#### [WHAT YOU SHOULD DO]
Extend the case study below on managing and integrating large-scale life sciences data, starting right after its last sentence.

#### [EXERCISE PASSAGE]
Informatics support for the management and integration of large-scale life sciences data

Submitting Institution

Birkbeck College

Unit of Assessment

Computer Science and Informatics

Summary Impact Type

Technological

Research Subject Area(s)

Information and Computing Sciences: Artificial Intelligence and Image Processing, Computation Theory and Mathematics, Information Systems


Download original

PDF

Summary of the impact

Research carried out at Birkbeck's Department of Computer Science and Information Systems since 2000 has produced techniques for the management and integration of complex, heterogeneous life sciences data not previously possible with large-scale life sciences data repositories. The research has involved members of the department and researchers from the European Bioinformatics Institute (EBI) and University College London (UCL) and has led to the creation of several resources providing information about genes and proteins. These resources include the BioMap data warehouse, which integrated the CATH database — holding a classification of proteins into families according to their structure, the Gene3D database — holding information about protein sequences, and other related information on protein families, structures and the functions of proteins such as enzymes. These resources are heavily utilised by companies worldwide to explore relationships between protein structure and protein function and to aid in drug design.

Underpinning research

The common theme in the research underpinning this case study has been the development of techniques to support the integration, maintenance, analysis and mining of distributed, highly heterogeneous, large-scale resources holding life sciences data. (See http://www.ebi.ac.uk/luscombe/docs/imia_review.pdf for an overview of the computational issues arising in the life sciences and the common terminology used.)

The CATH classification of protein structures aims to aid the prediction of the molecular functions of proteins by identifying structurally similar proteins that are likely to be also functionally similar. A first version of CATH was developed in the 1990s by Professors Christine Orengo and Janet Thornton at UCL's Department of Biochemistry and Molecular Biology, but the initial file-based system used to hold the data limited the ability to integrate related data on protein sequences, families and functions. This initial problem led to research in 2000-2001 at Birkbeck that investigated techniques to enable the integration of data on the evolution, structure and functions of proteins with protein sequence data in order to improve understanding of the molecular nature of disease. Birkbeck staff Nigel Martin and Roger Johnson worked in collaboration with Prof. Orengo from UCL. A flexible graph-oriented approach was developed to enable the integration of protein sequence data with related data about protein structures, protein functions, and taxonomic data such as classifications of the terms used to describe protein functions. The approach was based on a graph representation of the relationships between entities through meta-level tables, with application-independent semantics, together with an application-dependent base table level, a materialized view level for query performance enhancement, and a further application-dependent view level enabling applications to access the integrated data in ways best suited to their data analysis requirements. This graph-oriented approach was used to develop a relational database for holding the CATH classification of protein structures [1].

Data extracted from a collection
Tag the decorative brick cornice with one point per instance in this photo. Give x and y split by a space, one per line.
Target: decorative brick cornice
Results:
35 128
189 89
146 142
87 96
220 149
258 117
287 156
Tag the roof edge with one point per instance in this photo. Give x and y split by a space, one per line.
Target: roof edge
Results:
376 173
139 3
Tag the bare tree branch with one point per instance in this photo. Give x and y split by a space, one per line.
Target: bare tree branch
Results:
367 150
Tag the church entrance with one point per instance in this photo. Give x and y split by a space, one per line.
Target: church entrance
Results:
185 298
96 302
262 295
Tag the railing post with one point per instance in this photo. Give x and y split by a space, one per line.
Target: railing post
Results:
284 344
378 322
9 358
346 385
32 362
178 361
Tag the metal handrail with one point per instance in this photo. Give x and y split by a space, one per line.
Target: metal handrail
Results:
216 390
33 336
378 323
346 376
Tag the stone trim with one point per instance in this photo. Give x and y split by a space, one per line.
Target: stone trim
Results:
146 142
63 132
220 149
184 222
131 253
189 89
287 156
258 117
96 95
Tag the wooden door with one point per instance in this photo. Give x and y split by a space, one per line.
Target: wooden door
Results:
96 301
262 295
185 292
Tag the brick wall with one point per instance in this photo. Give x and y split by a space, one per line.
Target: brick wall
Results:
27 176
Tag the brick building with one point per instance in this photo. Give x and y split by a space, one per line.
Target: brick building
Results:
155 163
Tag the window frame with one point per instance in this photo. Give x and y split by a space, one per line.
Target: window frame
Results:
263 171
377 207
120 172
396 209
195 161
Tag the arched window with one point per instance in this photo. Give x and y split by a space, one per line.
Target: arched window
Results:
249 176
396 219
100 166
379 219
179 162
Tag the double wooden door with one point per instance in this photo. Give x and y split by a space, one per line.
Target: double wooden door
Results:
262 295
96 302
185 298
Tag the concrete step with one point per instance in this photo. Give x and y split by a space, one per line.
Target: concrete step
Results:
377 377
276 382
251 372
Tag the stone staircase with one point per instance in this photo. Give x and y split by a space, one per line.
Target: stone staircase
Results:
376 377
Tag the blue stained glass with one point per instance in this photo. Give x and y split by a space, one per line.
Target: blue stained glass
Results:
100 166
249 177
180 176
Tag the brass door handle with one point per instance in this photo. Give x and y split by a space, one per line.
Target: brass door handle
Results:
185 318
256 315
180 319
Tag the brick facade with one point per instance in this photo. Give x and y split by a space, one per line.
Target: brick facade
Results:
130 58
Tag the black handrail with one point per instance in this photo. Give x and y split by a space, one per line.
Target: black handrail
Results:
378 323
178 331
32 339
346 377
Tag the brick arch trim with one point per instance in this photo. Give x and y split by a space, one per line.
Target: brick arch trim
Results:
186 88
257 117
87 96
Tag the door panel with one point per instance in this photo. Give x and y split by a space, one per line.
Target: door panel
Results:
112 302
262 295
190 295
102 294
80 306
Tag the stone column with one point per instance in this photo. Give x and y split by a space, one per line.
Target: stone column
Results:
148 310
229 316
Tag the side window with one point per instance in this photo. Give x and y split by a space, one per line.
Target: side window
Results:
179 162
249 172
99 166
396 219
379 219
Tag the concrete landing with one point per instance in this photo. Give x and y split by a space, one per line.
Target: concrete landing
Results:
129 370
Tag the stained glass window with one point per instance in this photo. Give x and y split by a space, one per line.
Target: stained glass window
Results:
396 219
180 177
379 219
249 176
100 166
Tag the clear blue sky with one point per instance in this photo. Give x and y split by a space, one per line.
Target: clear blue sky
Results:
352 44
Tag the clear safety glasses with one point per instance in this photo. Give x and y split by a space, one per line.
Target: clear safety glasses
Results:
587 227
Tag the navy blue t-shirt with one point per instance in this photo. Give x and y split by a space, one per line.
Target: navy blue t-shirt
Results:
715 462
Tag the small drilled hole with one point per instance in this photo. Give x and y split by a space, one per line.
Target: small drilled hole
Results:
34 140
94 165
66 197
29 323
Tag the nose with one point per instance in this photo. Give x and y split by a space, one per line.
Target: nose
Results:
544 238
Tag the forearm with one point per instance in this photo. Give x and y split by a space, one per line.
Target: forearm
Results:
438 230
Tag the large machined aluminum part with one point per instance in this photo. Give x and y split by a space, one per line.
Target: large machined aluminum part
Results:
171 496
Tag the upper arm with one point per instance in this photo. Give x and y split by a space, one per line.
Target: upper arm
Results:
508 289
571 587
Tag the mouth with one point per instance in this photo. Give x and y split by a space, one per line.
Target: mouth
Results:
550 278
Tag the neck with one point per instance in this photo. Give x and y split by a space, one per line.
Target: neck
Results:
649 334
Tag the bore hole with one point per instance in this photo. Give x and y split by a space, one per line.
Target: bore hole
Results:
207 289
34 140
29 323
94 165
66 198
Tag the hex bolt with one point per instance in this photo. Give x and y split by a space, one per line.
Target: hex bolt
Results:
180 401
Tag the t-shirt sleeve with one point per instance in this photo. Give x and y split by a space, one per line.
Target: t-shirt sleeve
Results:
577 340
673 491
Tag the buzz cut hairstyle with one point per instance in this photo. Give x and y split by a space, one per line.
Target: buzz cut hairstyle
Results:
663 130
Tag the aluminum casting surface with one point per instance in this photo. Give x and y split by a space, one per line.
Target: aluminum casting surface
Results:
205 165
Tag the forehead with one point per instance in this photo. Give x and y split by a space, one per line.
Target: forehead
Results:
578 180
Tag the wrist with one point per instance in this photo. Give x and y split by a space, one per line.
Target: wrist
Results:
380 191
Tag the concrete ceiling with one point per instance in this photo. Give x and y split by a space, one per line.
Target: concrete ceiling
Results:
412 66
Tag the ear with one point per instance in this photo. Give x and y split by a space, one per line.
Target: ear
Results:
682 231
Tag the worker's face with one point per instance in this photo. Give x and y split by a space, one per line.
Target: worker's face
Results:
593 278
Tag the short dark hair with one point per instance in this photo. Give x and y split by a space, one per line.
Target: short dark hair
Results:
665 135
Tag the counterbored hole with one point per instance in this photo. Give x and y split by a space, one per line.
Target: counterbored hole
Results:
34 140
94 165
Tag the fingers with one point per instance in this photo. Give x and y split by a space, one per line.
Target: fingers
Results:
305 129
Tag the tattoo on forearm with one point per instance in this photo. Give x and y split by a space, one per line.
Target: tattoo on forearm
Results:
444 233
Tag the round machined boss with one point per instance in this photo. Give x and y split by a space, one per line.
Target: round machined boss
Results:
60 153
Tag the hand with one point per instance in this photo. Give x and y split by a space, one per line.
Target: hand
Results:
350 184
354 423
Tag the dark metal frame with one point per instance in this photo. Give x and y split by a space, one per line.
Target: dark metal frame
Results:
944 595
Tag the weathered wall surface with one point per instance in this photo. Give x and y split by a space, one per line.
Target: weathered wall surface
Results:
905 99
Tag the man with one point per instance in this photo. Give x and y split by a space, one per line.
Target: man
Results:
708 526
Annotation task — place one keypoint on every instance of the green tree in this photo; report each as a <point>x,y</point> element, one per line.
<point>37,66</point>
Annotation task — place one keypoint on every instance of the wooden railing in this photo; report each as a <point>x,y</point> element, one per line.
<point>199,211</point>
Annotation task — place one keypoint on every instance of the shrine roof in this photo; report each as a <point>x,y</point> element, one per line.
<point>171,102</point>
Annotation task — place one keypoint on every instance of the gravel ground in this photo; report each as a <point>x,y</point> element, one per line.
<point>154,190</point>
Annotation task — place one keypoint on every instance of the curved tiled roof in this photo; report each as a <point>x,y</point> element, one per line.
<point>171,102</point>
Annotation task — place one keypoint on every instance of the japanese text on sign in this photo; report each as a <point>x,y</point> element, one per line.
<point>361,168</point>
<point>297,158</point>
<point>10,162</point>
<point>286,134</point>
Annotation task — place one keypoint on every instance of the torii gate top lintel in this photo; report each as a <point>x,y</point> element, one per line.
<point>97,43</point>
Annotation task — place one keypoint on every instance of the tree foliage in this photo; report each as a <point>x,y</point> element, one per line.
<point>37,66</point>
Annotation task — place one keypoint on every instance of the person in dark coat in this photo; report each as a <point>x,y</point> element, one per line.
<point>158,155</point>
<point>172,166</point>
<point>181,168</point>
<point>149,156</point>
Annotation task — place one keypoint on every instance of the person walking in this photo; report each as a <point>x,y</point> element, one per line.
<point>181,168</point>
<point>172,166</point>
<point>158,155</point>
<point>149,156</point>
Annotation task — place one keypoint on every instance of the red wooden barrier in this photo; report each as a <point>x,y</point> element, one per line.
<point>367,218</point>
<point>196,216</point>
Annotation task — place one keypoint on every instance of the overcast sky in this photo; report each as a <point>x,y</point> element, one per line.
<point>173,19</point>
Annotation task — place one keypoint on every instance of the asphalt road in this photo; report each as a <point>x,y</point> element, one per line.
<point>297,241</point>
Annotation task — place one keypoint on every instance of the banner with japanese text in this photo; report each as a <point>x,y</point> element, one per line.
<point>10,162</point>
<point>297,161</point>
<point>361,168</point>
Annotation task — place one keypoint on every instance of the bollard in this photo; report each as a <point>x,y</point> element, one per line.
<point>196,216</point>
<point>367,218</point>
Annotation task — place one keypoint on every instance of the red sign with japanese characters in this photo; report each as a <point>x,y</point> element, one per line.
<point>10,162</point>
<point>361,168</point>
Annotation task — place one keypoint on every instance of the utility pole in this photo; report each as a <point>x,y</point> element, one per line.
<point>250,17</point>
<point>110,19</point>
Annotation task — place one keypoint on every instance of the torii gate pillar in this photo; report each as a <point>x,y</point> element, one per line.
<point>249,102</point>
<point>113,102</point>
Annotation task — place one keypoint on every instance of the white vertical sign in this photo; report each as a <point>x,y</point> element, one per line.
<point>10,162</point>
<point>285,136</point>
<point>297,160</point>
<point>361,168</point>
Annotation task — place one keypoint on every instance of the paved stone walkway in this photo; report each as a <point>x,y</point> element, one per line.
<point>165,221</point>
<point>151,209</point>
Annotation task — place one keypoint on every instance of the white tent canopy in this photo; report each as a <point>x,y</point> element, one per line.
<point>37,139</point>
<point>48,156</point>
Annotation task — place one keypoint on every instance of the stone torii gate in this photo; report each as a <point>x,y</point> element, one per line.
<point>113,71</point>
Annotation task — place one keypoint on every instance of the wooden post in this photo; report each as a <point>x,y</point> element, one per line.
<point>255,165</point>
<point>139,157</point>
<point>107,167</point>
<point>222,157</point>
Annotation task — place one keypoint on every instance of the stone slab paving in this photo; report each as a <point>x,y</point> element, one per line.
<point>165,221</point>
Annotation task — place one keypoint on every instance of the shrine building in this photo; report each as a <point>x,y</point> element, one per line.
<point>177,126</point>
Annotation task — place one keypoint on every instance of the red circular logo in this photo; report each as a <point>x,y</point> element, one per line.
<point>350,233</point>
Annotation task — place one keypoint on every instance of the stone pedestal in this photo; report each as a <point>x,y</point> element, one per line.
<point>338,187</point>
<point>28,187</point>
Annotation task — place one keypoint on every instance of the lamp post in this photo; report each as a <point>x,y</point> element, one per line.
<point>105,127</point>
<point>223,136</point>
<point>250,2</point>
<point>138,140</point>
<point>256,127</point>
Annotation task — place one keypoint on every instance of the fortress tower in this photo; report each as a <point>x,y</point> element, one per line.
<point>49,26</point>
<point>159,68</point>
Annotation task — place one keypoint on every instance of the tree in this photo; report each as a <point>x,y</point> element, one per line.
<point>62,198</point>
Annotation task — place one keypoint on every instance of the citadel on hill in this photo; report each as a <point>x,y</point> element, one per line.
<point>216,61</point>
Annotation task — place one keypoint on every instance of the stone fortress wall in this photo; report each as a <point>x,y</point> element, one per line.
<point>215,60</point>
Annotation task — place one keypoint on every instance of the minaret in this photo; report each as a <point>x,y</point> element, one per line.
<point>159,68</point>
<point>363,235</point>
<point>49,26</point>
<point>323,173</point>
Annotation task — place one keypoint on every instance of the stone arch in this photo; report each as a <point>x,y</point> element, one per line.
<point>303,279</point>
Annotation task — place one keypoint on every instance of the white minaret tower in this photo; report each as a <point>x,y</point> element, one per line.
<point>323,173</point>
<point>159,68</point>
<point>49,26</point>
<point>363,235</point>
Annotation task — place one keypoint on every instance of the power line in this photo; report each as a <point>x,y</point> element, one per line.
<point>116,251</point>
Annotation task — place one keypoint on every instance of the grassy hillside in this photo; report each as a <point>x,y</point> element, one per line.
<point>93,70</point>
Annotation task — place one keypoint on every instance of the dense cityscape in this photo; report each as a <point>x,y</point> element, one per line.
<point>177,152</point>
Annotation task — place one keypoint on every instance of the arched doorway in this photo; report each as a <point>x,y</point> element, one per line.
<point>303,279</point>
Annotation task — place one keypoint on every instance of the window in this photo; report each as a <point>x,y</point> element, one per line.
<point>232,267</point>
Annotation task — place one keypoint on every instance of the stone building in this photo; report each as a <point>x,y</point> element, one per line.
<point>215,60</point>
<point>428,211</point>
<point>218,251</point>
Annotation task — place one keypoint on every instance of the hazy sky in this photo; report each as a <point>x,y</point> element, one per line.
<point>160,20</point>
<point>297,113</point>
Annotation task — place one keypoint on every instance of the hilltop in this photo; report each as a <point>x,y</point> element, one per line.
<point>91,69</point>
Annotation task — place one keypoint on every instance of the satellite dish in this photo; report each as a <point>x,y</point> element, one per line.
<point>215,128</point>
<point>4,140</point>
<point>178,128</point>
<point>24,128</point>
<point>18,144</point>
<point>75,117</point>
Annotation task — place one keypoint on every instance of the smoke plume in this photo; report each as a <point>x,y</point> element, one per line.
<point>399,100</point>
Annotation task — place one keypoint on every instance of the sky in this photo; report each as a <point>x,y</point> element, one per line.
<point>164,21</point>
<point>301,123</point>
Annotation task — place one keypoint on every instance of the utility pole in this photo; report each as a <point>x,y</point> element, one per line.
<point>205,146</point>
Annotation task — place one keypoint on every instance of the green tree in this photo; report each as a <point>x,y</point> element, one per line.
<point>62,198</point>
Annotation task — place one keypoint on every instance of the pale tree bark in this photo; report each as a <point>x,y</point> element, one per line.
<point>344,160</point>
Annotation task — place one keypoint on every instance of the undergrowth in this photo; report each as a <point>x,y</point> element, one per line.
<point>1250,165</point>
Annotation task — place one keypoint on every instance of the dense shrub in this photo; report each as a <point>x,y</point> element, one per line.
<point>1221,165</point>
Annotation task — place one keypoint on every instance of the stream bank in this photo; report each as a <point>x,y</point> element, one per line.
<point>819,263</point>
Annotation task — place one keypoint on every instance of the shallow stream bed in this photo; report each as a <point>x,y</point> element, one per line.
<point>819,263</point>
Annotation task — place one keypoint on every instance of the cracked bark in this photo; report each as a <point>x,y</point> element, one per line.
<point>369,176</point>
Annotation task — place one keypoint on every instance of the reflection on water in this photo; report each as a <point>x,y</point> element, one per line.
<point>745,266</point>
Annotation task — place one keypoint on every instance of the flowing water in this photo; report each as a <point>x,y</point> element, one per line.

#### [RESPONSE TO THIS TASK]
A further problem arose from the increasing quantity and complexity of life sciences data being generated from genome sequencing projects and technologies allowing scientists to generate their own data, for example gene expression data measuring the activity of individual genes. This data was typically stored in independent repositories which needed to be integrated in order to support the analysis and mining of their combined information. Integrating such repositories gives rise to two significant problems. First, the data to be integrated is often highly heterogeneous, with inconsistent identifiers for the same biological entity, making the task of identifying and merging related data a complex one. Second, the repositories from which the integrated data is obtained continue to be updated, so the problem arises of how the integrated repository can be "synchronised" so that it correctly reflects changes to the data in the source repositories. For example, gene sequence data extracted from a primary repository held at a site such as the EBI could be copied to and integrated with the specialised protein structure classification data at UCL, but keeping the UCL integrated data synchronised to reflect updates to the primary EBI repository was a challenging problem. Research undertaken from 2001 to 2007 developed solutions for overcoming these problems. The Birkbeck staff involved were N. Martin, A. Poulovassilis, A.Shepherd (Postdoc February to September 2002), M.Maibaum (Postdoc April 2003 to July 2004), G.Rimon (Postdoc March 2003 to January 2005), E.Sideris (Postdoc December 2005 to July 2007) and H. Fan (PhD student October 2001 to September 2005, and part-time RA October 2004 to December 2005). Our collaborators included Prof. Orengo from UCL and Dr. P. Keller from the EBI.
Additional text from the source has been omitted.